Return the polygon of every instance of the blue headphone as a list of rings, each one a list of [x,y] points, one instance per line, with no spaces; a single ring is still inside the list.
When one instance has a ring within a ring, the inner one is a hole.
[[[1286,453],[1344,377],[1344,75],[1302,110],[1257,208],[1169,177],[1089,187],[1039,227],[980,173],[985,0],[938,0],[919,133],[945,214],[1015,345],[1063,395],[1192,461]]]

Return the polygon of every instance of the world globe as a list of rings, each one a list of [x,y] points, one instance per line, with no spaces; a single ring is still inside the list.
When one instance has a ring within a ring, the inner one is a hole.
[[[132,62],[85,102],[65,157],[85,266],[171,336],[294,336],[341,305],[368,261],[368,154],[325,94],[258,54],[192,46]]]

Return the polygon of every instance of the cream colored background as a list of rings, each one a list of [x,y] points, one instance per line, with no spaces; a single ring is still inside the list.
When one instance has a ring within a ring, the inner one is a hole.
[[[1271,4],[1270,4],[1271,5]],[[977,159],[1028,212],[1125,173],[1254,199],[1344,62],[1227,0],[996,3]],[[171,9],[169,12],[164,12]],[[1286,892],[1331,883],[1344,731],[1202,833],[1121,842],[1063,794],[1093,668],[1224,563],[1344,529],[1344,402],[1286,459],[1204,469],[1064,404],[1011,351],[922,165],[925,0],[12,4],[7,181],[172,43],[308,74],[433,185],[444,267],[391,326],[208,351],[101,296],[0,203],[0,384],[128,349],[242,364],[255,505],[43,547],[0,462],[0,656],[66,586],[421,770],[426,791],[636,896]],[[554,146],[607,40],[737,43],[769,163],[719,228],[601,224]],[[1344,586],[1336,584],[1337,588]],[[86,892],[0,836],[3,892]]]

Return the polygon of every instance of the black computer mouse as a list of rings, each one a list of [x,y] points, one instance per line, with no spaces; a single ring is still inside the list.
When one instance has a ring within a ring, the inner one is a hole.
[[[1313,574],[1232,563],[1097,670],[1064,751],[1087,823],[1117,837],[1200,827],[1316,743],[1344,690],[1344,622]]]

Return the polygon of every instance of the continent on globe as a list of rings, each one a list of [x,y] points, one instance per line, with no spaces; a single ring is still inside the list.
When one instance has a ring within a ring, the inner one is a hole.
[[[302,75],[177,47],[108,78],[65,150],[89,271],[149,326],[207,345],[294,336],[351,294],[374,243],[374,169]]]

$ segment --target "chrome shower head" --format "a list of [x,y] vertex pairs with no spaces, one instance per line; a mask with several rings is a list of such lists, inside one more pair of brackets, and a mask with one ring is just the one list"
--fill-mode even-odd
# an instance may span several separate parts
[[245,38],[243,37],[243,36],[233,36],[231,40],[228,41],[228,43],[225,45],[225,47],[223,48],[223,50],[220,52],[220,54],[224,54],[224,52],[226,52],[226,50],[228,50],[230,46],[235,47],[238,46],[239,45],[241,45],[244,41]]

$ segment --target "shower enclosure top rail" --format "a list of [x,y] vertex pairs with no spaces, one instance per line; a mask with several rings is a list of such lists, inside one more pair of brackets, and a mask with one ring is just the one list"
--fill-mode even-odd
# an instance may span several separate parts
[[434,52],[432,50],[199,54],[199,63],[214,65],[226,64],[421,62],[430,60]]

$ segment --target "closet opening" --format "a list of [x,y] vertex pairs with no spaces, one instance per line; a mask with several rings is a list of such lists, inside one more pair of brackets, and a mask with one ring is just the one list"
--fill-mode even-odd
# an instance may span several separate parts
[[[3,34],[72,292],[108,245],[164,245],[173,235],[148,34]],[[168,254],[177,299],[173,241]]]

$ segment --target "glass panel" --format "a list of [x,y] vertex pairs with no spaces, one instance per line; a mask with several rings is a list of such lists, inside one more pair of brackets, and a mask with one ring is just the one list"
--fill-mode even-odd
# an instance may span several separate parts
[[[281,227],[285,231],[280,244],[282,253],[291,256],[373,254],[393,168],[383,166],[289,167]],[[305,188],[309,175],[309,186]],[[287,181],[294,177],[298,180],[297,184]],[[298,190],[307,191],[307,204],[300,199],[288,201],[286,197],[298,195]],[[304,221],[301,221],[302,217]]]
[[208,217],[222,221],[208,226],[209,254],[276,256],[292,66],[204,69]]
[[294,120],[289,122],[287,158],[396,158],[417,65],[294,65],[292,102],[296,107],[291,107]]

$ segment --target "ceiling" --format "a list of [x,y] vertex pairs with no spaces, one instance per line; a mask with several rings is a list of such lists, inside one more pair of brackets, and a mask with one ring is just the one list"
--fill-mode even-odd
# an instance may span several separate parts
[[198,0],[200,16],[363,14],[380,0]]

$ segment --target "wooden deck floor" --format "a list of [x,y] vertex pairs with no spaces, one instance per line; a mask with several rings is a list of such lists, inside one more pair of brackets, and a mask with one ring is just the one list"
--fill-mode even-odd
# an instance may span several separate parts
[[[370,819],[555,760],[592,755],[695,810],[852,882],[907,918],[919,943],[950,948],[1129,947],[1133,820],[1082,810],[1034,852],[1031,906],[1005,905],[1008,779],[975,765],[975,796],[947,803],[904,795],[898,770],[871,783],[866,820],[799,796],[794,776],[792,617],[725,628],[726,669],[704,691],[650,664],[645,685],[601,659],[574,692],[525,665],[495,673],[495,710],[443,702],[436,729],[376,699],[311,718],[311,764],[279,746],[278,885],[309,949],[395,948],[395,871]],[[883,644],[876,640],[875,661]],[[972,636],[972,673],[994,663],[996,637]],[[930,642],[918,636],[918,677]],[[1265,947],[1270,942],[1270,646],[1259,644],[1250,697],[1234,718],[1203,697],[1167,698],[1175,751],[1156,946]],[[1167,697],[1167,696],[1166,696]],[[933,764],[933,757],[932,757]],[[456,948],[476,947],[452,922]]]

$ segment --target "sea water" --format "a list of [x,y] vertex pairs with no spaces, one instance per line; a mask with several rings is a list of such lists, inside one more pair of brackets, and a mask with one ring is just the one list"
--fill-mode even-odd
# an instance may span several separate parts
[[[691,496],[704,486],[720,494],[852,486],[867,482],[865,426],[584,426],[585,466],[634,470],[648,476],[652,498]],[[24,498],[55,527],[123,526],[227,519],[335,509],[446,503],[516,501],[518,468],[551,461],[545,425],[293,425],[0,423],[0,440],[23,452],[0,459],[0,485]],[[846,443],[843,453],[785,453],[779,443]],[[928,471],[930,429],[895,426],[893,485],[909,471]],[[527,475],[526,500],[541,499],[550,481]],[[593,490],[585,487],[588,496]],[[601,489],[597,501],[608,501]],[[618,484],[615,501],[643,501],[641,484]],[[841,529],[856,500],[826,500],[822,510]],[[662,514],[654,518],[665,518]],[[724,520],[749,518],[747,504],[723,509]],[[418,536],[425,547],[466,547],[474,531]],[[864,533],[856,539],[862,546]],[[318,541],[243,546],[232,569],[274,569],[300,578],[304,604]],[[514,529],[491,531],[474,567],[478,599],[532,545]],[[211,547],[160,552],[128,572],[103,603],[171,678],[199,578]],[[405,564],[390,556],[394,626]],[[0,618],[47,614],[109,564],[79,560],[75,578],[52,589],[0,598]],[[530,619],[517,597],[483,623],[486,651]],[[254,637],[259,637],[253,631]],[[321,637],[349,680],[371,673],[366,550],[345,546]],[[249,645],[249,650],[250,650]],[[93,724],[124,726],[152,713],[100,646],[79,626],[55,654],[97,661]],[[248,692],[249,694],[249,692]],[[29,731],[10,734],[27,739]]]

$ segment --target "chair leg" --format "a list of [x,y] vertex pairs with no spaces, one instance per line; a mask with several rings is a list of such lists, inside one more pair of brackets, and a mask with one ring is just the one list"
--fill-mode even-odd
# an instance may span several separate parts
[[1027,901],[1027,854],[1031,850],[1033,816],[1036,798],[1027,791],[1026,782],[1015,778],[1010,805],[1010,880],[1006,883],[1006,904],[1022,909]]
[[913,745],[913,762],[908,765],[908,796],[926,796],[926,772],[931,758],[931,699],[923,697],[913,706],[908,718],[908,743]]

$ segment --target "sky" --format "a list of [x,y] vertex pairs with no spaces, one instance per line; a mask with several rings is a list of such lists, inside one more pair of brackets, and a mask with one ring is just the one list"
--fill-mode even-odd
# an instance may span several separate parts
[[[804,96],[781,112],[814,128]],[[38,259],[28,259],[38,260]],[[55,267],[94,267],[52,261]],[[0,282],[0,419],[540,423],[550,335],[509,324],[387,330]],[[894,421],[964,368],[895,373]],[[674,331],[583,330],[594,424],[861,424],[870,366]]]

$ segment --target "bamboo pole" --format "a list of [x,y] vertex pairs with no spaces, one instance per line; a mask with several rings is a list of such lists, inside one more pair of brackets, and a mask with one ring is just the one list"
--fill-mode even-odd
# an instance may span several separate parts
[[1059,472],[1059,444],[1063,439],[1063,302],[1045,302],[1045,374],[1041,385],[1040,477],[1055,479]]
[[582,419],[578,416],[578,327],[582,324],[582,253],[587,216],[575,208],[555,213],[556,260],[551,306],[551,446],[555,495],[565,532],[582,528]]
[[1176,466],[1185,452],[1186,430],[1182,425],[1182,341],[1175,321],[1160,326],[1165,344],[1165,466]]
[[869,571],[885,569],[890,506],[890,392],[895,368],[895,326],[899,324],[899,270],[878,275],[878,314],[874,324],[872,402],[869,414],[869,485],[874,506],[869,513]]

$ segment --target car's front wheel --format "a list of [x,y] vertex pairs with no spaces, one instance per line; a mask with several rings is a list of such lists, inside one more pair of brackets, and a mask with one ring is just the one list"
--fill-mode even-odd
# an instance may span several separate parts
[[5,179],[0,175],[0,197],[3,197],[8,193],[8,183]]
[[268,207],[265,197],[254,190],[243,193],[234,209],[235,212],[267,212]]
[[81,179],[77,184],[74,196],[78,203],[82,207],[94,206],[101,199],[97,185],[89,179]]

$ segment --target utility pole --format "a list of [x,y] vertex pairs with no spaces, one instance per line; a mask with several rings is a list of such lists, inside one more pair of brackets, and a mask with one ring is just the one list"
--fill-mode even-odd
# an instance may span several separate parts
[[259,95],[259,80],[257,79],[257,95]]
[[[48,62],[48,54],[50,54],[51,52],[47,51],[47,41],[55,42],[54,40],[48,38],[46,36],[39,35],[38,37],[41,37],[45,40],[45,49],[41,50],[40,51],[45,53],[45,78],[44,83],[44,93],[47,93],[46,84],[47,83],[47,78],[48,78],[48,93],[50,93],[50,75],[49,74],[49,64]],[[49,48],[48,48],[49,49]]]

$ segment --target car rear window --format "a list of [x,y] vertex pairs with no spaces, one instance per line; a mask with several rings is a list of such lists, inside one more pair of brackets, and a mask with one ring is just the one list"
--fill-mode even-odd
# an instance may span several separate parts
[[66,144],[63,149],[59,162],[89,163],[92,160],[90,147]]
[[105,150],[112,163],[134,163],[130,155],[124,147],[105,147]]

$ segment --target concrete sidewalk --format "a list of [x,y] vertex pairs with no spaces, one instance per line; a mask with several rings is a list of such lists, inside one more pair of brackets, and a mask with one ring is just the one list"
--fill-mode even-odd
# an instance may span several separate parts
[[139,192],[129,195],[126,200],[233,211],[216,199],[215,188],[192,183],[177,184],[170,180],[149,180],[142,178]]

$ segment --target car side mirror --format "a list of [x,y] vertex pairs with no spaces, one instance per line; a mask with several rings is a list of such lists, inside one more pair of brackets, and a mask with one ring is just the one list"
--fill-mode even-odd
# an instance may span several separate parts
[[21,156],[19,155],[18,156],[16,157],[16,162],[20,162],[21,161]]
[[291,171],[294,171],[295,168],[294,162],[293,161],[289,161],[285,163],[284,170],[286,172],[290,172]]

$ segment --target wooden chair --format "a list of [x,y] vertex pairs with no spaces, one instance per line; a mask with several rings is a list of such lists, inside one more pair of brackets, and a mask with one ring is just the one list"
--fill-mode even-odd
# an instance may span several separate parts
◆ ◆ ◆ ◆
Please rewrite everything from the line containing "--target car side" down to the end of the records as a numbered list, leaving out any blank lines.

1. $ segment --target car side mirror --format "a list of [x,y] vertex pairs with no spaces, one instance per line; a mask with several rings is a list of such lists, inside one more pair of brackets, and a mask with one ring is just the one list"
2. --fill-mode even-odd
3. # an instance may span several separate parts
4. [[21,156],[19,155],[18,156],[16,157],[16,162],[20,162],[21,161]]
5. [[291,171],[294,171],[295,168],[294,162],[293,161],[289,161],[285,163],[284,170],[286,172],[290,172]]
6. $ segment --target wooden chair --format "a list of [x,y] vertex pairs with no spaces, one instance per line; a mask with several rings is a list of such lists, inside one more pair of brackets, and a mask with one ring is just the one list"
7. --fill-mode even-odd
8. # an instance may span several separate parts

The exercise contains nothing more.